■ **Exercise objective**
What the task needs is the data below, written out verbatim.
──────────────────────────────
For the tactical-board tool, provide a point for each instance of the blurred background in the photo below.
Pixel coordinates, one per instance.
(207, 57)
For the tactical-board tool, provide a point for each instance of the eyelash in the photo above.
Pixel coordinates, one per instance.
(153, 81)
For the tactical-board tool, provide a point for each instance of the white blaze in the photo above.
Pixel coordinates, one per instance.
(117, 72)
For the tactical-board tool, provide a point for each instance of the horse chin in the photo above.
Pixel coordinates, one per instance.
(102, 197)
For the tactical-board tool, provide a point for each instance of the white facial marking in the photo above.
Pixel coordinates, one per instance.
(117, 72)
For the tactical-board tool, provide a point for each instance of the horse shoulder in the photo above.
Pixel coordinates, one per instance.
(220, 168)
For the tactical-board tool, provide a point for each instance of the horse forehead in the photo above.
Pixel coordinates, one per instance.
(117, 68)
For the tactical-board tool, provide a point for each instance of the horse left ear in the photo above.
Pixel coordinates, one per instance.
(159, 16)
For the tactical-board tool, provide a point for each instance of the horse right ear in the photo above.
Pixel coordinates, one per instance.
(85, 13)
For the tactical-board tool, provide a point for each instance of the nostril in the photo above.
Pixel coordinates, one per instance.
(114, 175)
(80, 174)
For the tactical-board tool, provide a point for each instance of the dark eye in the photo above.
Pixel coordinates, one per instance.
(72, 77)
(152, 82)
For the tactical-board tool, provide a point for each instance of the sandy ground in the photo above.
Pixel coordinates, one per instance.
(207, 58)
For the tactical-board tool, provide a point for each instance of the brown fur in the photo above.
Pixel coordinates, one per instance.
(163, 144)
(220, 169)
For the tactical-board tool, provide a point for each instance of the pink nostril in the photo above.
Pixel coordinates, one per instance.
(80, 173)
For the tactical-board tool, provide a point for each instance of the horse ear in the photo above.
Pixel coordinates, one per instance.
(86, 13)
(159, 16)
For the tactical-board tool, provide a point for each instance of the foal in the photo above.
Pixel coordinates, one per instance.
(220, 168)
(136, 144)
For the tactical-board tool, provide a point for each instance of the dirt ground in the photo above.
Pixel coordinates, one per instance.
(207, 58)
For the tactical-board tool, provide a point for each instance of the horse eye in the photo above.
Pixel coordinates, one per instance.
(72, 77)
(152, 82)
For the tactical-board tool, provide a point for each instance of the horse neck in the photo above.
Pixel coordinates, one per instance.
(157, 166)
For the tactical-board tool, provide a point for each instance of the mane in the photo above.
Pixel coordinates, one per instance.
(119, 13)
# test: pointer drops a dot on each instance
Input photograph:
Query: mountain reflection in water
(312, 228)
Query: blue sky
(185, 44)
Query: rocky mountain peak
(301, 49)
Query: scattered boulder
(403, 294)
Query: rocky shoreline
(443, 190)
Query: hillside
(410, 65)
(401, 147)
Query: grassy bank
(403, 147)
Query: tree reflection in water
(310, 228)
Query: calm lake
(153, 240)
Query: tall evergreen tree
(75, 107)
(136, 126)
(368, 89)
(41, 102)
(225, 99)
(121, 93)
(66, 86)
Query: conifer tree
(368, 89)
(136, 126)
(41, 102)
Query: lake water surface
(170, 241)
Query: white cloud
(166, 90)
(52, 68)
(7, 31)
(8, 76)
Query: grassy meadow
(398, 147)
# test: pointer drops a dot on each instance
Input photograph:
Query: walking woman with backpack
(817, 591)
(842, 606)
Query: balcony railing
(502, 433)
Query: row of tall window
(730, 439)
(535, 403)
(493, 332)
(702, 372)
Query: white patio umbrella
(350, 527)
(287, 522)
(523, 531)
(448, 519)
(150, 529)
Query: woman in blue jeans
──────────────────────────────
■ **Written solution**
For the tactical-board tool, provide a point for each instance of the blurred background in the photo below.
Pixel coordinates, one per instance.
(207, 57)
For the tactical-board tool, provide a point for each instance of the eyelash in the photo above.
Pixel coordinates, one per instance.
(153, 81)
For the tactical-board tool, provide a point for each instance of the white blaze in the photo above.
Pixel coordinates, one per instance.
(117, 72)
For the tactical-board tool, provide a point for each instance of the horse chin in the photo above.
Pixel coordinates, one per instance.
(102, 197)
For the tactical-board tool, provide a point for each instance of the white facial marking in the photo above.
Pixel coordinates, one per instance.
(117, 72)
For the tactical-board tool, provide a point for each instance of the horse shoulder in the photo above.
Pixel coordinates, one per instance.
(220, 168)
For the tactical-board tool, provide a point for each instance of the horse forehead in the photo above.
Pixel coordinates, one per instance.
(117, 68)
For the tactical-board tool, provide a point for each instance of the horse left ear in the photo above.
Pixel coordinates, one per instance.
(159, 16)
For the tactical-board tool, provide a point for each instance of the horse right ear in the photo above.
Pixel coordinates, one per instance.
(85, 13)
For the tactical-board tool, provide a point for each instance of the nostril in the photo above.
Pixel coordinates, one per instance.
(114, 175)
(80, 174)
For the tactical-board tool, provide a point for each instance of the dark eye in the photo above.
Pixel coordinates, one per instance.
(72, 77)
(152, 82)
For the tactical-board tool, provide a point for each instance of the sandy ground in the photo above.
Pixel coordinates, one per instance.
(207, 58)
For the tactical-board tool, provide a point for each instance of the brown fur in the photo above.
Pixel coordinates, one per instance.
(163, 144)
(220, 169)
For the tactical-board tool, provide a point for each instance of the pink nostril in the photo above.
Pixel coordinates, one per instance.
(80, 173)
For the tactical-board tool, provide a point for each instance of the horse ear in the photo above.
Pixel coordinates, one per instance.
(86, 13)
(159, 16)
For the tactical-board tool, provide a point for each instance of the foal in the photo above.
Pixel coordinates, one per instance.
(220, 168)
(136, 144)
For the tactical-board tool, provide a point for each instance of the dirt ground in the photo above.
Pixel coordinates, one per instance.
(207, 58)
For the tactical-board tool, provide a point for each instance of the horse eye in the photo above.
Pixel coordinates, one per instance.
(72, 77)
(152, 82)
For the tactical-board tool, provide a point for each instance of the horse neck in the photo above.
Pixel coordinates, one per instance.
(157, 166)
For the tactical-board tool, provide a point for each instance of the mane in the photo above.
Pixel coordinates, one per instance.
(119, 13)
# test: pointer drops a dot on each instance
Input photograph:
Query: mountain reflection in water
(312, 228)
Query: blue sky
(185, 44)
Query: rocky mountain peak
(301, 49)
Query: scattered boulder
(403, 294)
Query: rocky shoreline
(443, 190)
Query: hillside
(410, 65)
(401, 147)
Query: grassy bank
(403, 147)
Query: tree reflection in water
(310, 228)
Query: calm lake
(153, 240)
Query: tall evergreen tree
(75, 107)
(136, 126)
(368, 89)
(41, 102)
(225, 99)
(121, 93)
(66, 86)
Query: conifer tree
(368, 89)
(136, 126)
(41, 102)
Query: lake water surface
(170, 241)
Query: white cloud
(166, 90)
(52, 68)
(7, 31)
(8, 76)
Query: grassy meadow
(398, 147)
# test: pointer drops a dot on each instance
Input photograph:
Query: walking woman with backpack
(817, 591)
(842, 606)
Query: balcony railing
(502, 433)
Query: row of tall window
(730, 439)
(535, 403)
(493, 332)
(702, 372)
Query: white patio umbrella
(350, 527)
(287, 522)
(523, 531)
(448, 519)
(150, 529)
Query: woman in blue jeans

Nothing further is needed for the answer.